Across all the records, filter for lines with the word "green" and copy them.

Start of DATASET CONTENT

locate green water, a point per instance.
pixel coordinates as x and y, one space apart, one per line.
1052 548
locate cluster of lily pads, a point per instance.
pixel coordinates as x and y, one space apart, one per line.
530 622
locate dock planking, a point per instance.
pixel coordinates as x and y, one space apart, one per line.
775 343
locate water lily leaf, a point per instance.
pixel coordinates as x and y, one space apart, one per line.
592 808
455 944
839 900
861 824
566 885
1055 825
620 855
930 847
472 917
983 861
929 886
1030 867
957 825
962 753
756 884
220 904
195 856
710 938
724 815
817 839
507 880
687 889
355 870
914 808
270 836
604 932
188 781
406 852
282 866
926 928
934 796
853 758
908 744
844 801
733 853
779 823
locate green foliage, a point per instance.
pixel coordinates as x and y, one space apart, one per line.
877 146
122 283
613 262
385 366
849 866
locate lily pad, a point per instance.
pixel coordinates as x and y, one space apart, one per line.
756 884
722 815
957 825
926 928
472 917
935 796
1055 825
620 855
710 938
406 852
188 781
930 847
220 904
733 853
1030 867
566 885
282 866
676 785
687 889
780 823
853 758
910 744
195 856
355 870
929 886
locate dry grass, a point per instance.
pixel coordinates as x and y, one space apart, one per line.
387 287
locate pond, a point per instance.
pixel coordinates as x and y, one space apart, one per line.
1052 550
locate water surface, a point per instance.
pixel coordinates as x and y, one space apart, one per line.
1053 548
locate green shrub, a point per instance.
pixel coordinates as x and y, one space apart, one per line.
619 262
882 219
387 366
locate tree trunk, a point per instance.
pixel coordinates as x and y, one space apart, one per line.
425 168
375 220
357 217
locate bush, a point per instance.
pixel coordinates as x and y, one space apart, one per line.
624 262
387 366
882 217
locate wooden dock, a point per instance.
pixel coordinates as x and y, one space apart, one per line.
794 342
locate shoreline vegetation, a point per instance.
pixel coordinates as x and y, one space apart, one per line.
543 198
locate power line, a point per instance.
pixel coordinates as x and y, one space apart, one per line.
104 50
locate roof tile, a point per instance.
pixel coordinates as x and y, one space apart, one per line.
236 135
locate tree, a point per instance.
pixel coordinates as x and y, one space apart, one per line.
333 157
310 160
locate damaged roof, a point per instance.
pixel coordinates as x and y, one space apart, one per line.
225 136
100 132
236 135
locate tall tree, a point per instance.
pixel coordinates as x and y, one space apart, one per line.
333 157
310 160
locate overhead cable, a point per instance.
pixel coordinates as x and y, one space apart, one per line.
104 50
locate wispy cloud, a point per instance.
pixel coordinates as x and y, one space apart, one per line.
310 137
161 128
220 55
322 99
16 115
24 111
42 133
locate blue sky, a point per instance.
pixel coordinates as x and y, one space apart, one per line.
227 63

End of DATASET CONTENT

§ ANSWER SPACE
locate green water, a point per instance.
locate green foliage, a point per instance.
locate green shrub, a point per instance.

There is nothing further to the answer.